Short exercise A =
Answer these questions about the audit scoring thread:
(i) What did nerdatwork see on the NIC while the computer was frozen?
(ii) According to thepaul, what should help a lot in this sort of situation?
(iii) In Pentium100's post, what state did processes that tried to access the disk stay in?

Document text =
** begin **
Tuning audit scoring

nerdatwork · February 10, 2022, 4:41pm

I, too, can attest that when my computer froze a few times my node was DQed on a satellite and not suspended. My mouse and keyboard showed no activity (no mouse pointer movement and no changing of LEDs on keyboard). There was network activity though as the LEDs on the NIC were blinking. I would have expected suspension to be able to fix the issue but never got a chance as the DQ was fast.

thepaul · February 10, 2022, 4:56pm

It is possible for a computer to stop responding to user input events while still responding to network events. You could still call it a “freeze”, but not a “kernel freeze”. I can only surmise that is what happened here. Adding a timeout to the readability check should help a lot with this sort of situation.

nerdatwork · February 10, 2022, 5:24pm

I understand this is off topic but could you please tell me how to identify a “freeze” vs “kernel freeze”.

Pentium100 · February 10, 2022, 5:37pm

Sorry, I may have used a wrong term for this.

There have been instances in other servers where the disk IO system froze (some zfs bug). Any process that tried to access data on the disk would just stay in D state forever (with dmesg getting some “process has been blocked for more the …” messages. I do not know if it is possible to have a timeout on that (it’s a bit too deep for me, some other thread maybe?
** end **
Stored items
** begin **
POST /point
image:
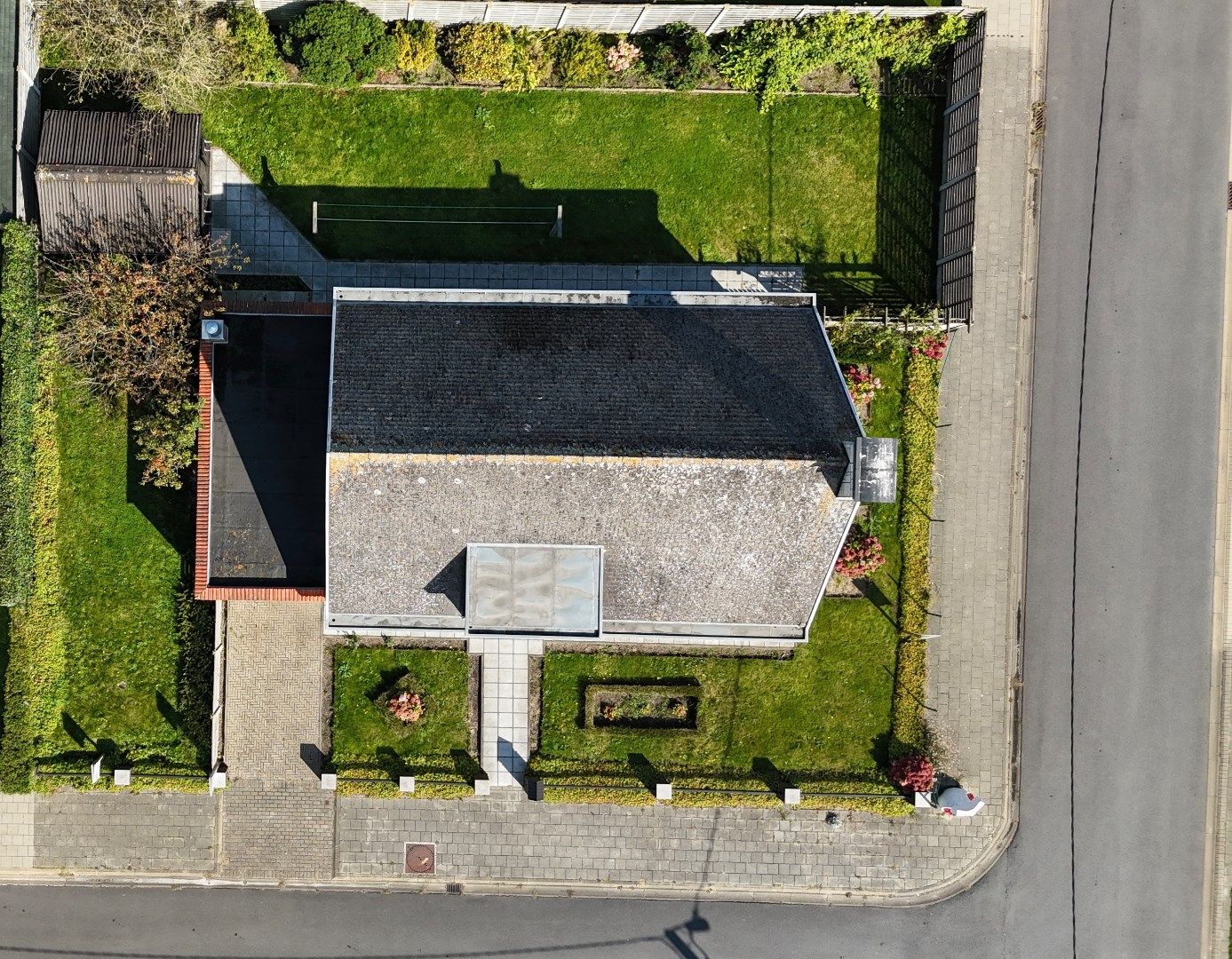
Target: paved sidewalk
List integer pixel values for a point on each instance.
(274, 822)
** end **
Short exercise B = Convert the stored items rows above into a two-column CSV with the columns request and points, one line per row. Quote each field and turn line breaks into spaces. Leave the pictures out.

Response A =
(i) The LEDs on the NIC were blinking.
(ii) Adding a timeout to the readability check.
(iii) D state.

Response B =
request,points
"POST /point image: Target: paved sidewalk List integer pixel values for a point on each instance.","(274, 822)"